● PASSAGE GIVEN
Written by: Kemarie Jorgensen & Karen Cassidy Selvaggio

HIP, INC v. HORMEL FOODS CORPORATION

Before Lourie, Clevenger, and Taranto.  Appeal from the United States District Court for the District of Delaware.

Summary:  To prove a claim of joint inventorship, an party must prove that the individual contributed in a significant manner, that the claimed contribution was not insignificant in quality when measured against the full invention, and that the individual did more than explain known concepts. 

HIP sued Hormel alleging that an HIP employee, Howard, was either the sole inventor or a joint inventor on a patent directed to methods of precooking bacon and meat pieces.  After hearing testimony from Howard and another HIP employee, the district court concluded Howard was a joint inventor for his contribution to Claim 5, finding Howard was responsible for the concept of preheating with an infrared oven.  Hormel appealed.

● WRITTEN REQUEST A
Count the lines in the rows below that contain the string "escalator". Give only the number.
● WRITTEN REQUEST B
Carry on the HIP v. Hormel case summary above from its final sentence.

● Source data
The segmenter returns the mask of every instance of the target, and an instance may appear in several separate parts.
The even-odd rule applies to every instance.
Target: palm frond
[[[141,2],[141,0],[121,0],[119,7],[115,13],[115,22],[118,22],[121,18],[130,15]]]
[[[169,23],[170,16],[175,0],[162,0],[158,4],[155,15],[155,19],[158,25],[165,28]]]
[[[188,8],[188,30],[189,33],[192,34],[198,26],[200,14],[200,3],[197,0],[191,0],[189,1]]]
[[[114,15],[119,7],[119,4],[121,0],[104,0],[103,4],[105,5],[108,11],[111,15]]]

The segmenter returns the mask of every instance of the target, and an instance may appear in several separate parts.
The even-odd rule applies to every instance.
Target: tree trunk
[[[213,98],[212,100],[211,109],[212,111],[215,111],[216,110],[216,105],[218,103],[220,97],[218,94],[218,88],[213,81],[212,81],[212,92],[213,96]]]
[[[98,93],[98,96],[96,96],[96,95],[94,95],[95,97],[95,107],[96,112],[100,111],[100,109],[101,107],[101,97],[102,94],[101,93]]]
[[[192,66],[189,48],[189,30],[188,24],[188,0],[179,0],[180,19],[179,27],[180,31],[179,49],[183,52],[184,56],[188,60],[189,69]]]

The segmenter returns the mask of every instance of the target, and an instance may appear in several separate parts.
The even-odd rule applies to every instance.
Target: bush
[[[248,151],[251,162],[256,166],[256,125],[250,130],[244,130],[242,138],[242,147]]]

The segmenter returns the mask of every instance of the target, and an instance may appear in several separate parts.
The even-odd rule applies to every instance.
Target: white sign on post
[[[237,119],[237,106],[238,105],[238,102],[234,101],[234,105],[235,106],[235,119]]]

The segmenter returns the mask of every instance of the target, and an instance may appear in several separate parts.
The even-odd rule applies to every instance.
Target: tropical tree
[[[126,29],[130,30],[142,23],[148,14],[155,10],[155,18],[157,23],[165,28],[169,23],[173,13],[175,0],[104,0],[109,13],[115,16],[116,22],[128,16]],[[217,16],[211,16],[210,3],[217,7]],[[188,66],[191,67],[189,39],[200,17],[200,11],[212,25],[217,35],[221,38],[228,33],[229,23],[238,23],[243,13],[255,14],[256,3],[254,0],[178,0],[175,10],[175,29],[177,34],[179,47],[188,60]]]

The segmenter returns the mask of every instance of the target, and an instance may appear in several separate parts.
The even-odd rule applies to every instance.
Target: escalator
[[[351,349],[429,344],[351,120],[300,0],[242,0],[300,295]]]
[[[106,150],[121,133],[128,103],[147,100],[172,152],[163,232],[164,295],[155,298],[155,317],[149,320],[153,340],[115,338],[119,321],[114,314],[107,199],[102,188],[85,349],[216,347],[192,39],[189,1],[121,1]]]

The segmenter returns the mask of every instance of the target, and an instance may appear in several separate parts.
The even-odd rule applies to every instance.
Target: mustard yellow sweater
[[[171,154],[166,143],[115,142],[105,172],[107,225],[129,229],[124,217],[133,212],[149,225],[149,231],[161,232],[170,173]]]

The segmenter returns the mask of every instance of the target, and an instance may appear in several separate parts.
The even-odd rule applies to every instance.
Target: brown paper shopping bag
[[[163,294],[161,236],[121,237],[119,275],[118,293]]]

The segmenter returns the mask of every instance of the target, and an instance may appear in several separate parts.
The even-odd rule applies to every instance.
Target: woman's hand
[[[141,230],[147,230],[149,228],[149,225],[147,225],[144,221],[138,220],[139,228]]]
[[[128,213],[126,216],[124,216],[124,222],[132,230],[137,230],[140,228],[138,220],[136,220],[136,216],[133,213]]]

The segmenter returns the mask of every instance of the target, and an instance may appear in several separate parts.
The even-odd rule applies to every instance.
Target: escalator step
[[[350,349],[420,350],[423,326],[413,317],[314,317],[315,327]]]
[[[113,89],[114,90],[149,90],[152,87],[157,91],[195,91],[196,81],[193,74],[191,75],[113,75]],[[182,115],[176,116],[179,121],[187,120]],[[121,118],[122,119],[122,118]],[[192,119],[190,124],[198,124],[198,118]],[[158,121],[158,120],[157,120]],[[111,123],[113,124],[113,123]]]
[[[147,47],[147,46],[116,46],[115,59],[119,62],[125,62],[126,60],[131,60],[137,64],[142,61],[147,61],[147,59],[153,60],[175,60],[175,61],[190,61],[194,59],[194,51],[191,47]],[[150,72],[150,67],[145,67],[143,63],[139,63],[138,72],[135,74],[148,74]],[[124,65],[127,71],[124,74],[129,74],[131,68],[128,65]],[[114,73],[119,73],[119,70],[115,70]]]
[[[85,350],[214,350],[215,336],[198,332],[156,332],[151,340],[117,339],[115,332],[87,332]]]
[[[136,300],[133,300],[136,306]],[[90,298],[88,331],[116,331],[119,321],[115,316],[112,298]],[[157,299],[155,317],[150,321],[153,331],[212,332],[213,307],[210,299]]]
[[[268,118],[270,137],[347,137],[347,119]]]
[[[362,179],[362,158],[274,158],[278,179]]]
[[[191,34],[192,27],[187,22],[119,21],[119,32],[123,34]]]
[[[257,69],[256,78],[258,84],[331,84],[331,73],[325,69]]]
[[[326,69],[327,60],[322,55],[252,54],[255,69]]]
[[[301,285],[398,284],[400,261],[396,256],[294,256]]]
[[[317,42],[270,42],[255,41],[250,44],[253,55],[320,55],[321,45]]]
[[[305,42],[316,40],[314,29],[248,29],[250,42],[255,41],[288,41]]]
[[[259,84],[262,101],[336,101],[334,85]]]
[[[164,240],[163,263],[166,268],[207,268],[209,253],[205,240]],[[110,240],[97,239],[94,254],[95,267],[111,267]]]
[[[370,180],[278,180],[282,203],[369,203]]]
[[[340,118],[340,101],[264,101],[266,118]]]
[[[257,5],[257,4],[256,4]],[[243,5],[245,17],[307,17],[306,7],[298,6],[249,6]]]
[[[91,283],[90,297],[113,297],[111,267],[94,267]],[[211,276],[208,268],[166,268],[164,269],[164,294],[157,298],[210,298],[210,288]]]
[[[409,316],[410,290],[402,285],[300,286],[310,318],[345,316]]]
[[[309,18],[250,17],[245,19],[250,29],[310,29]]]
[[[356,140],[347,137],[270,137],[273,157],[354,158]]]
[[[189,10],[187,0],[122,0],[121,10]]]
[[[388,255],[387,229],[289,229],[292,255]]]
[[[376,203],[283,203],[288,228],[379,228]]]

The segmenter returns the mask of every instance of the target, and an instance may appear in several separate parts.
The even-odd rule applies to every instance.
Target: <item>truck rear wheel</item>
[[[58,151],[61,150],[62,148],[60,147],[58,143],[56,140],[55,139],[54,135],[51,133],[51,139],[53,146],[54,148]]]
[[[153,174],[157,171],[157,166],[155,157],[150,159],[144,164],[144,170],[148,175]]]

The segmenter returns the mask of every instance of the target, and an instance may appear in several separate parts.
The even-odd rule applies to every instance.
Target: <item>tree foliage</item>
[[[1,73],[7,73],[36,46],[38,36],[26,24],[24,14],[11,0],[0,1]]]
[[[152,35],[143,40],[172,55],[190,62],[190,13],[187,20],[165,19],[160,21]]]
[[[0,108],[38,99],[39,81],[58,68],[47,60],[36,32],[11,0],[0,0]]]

● EXERCISE RESULT A
2

● EXERCISE RESULT B
On appeal, Hormel argued that the district court erred because Howard’s alleged contributions did not satisfy the joint inventorship test articulated in Pannu v Iolab Corp., 155 F. 3d 1344, 1351.  Hormel argued that Howard failed to satisfy each of the three factors set forth in Pannu requiring that a joint inventor: (1) contribute in some significant manner to the conception of the invention; (2) make a contribution that is not insignificant in quality when the contribution is measured against the dimension of the full invention; and (3) do more than explain well-known concepts.    

The Federal Circuit agreed with Hormel, ultimately determining that Howard’s contribution failed the second Pannu factor.  Specifically, the Federal Circuit contrasted Howard’s alleged contribution, preheating with an infrared oven, which was recited only in a single claim as part of a Markush group and was not found in the summary, examples, or figures, with the prominent featuring of preheating with microwave ovens throughout the specification, claims, and figures.  The Federal Circuit found that the patent “squarely focuses on a preheating step using a microwave oven” and the contribution of using an infrared oven is insignificant in quality when measured against the full invention. Accordingly, the Federal Circuit found that Howard is not a joint inventor, and reversed the decision of the district court.